__What needs to be done__.
Nothing in the data may be altered as it is transcribed.

__Listed entries__.

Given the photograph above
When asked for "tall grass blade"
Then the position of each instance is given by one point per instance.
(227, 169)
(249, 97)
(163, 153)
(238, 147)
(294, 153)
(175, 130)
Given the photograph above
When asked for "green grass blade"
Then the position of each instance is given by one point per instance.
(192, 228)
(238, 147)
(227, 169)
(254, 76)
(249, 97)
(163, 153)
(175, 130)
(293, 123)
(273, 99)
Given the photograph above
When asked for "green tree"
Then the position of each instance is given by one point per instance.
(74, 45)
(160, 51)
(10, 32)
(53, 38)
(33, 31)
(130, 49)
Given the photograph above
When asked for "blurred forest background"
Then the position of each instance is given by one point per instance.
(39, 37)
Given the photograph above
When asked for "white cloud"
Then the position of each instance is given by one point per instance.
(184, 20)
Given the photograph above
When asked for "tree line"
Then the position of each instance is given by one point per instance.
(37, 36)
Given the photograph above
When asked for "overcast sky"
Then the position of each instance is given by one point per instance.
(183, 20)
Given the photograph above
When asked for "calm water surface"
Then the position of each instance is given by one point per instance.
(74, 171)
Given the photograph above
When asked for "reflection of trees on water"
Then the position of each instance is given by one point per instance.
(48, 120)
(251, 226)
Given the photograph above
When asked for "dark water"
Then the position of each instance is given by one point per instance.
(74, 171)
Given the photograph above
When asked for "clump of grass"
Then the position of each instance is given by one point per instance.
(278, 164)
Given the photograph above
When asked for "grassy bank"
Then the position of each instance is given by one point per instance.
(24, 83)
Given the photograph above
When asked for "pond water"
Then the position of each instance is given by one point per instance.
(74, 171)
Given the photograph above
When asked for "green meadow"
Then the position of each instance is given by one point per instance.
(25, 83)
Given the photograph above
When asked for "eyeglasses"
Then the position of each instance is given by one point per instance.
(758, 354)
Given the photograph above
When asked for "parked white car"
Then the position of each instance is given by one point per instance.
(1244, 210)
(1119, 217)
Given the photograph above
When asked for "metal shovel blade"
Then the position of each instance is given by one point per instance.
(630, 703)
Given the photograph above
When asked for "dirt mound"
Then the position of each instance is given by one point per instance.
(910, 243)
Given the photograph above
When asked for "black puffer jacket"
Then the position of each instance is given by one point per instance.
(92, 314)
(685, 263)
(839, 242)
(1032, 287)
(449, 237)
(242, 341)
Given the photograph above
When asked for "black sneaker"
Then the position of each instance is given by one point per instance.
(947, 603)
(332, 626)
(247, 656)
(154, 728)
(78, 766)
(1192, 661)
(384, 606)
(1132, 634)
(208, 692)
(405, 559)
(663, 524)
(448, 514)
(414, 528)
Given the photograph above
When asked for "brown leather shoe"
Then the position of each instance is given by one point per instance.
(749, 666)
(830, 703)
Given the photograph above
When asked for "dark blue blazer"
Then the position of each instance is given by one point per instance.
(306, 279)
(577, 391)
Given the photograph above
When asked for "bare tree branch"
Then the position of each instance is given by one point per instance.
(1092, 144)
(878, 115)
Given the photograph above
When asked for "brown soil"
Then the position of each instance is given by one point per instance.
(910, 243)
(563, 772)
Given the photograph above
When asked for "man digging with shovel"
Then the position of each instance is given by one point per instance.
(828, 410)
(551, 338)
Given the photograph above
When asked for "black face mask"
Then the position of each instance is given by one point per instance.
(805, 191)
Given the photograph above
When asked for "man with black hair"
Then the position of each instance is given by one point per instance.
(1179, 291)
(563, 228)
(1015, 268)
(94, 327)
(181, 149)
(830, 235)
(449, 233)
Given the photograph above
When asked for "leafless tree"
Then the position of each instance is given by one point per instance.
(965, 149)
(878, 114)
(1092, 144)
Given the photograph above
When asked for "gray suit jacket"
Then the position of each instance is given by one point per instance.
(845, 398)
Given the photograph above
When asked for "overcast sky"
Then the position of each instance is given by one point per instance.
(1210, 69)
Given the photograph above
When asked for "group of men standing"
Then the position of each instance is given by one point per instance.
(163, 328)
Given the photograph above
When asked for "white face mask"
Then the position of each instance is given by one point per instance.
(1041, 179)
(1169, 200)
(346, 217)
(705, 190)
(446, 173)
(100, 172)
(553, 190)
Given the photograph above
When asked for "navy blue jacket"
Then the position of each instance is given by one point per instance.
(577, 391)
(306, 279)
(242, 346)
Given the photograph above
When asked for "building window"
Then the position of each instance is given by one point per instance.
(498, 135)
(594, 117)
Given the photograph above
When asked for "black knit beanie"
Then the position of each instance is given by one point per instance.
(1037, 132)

__Answer area__.
Given the photograph above
When asked for "tall grass blade"
Then the position of each instance is given by one point per instance.
(227, 169)
(249, 97)
(163, 153)
(238, 147)
(294, 153)
(175, 130)
Given the photograph above
When asked for "green grass blade"
Then the position of each instance is given by one point per instance.
(192, 228)
(238, 147)
(227, 169)
(254, 76)
(249, 97)
(163, 153)
(175, 130)
(293, 123)
(273, 99)
Given the photograph above
When asked for "green tree"
Then the position of each instance is given by one point per instance.
(74, 45)
(160, 51)
(10, 32)
(53, 38)
(33, 31)
(130, 49)
Given the photograph above
When asked for "blurred forest background"
Then the position of each instance is given by one point per instance.
(39, 37)
Given the photograph above
When asked for "white cloud"
Then the position of each instance is given by one point per instance.
(184, 20)
Given the photograph above
When asked for "tree line"
Then the position of each instance is given by one point per instance.
(37, 36)
Given the photograph above
When asked for "overcast sky"
Then the position of each instance is given by one point per instance.
(183, 20)
Given the photograph above
When asked for "calm water surface"
Then the position of each instance is given by one point per instance.
(74, 171)
Given the photograph above
When asked for "reflection of trees on water"
Then the position of each instance is given by one point per instance.
(48, 120)
(251, 226)
Given the photograph above
When asked for "dark water"
Then the position of each instance is given by one point per instance.
(74, 171)
Given the photograph above
When asked for "clump of grass"
Then the position of each instance is given by one point per instance.
(278, 164)
Given the photograph above
When asked for "grassy bank"
Then the position of each instance is given by one point per instance.
(24, 83)
Given the photograph above
When asked for "pond water"
Then the position of each instance is given by one point per instance.
(74, 171)
Given the photograph above
When asked for "green meadow"
Then the position of each instance is given by one point per instance.
(25, 83)
Given the photograph above
When asked for "eyeglasses"
Then the position of each instance is given by one point per instance.
(758, 354)
Given the photograph above
When asked for "parked white car"
Then the position of each instance is given by one point per instance.
(1244, 210)
(1119, 217)
Given the photograph above
When asked for "metal shovel blade"
Then the position of each instance is given by one point per instance.
(630, 703)
Given the photograph above
When asked for "dirt mound"
Then the position of each instance is given by one point per instance.
(910, 243)
Given the photograph above
When asked for "black puffer jacket"
Then the position of each instance is given by one point per instance.
(92, 314)
(685, 263)
(839, 242)
(1032, 287)
(449, 237)
(242, 341)
Given the photograph above
When asked for "black sneaker"
Then the position of each instance is given by one point per instance.
(947, 603)
(332, 626)
(247, 656)
(154, 728)
(78, 766)
(1192, 661)
(384, 606)
(1132, 634)
(208, 692)
(405, 559)
(663, 524)
(448, 514)
(414, 528)
Given the photograph above
When asked for "brown leather shoe"
Then the position of each instance is given by one point per instance.
(749, 666)
(830, 703)
Given the photograph above
When asked for "dark blue blazer"
Then the position of each instance is given by one point per instance.
(306, 279)
(577, 391)
Given the photograph above
When asked for "bare tree branch"
Then the position of each instance is given by one point per instance.
(1092, 144)
(878, 115)
Given the photograph above
When asked for "brown soil"
Then the position of each instance is given by one point per instance.
(910, 243)
(563, 772)
Given the photograph above
When asked for "man digging with shovel"
Then the position of each instance is given by one point per instance.
(828, 410)
(551, 338)
Given the photograph above
When asked for "black face mask"
Then the position of each instance is given by one point per instance.
(805, 191)
Given the photograph above
When asked for "man with black hair"
Then the position of each instance is given by one point per instance.
(1179, 291)
(563, 228)
(1015, 268)
(94, 327)
(181, 149)
(830, 235)
(449, 233)
Given the photograph above
When asked for "leafless tree"
Then the position of each instance is given by one point per instance.
(965, 149)
(878, 114)
(1092, 144)
Given the photograph above
When asked for "gray suit jacket"
Then the position of each instance is given by one point per instance.
(845, 398)
Given the photograph above
When asked for "overcast sky"
Then the position of each instance is given by one point per instance.
(1210, 69)
Given the photograph above
When asked for "group of men standing"
Then the position of each instance is given by one point per instance.
(163, 328)
Given the photograph above
When asked for "white face mask"
Then the position of each instance is given by one point per instance.
(1041, 179)
(1169, 200)
(346, 217)
(705, 190)
(446, 173)
(100, 172)
(553, 190)
Given the photograph above
When asked for "navy blue jacket"
Then the position of each instance is given by one point per instance.
(577, 391)
(306, 279)
(242, 346)
Given the photograph above
When asked for "building window"
Then the position of each instance is given by one point per instance.
(498, 135)
(594, 117)
Given the photograph above
When asked for "black knit beanie"
Then the position of each instance is given by one point per instance.
(1037, 132)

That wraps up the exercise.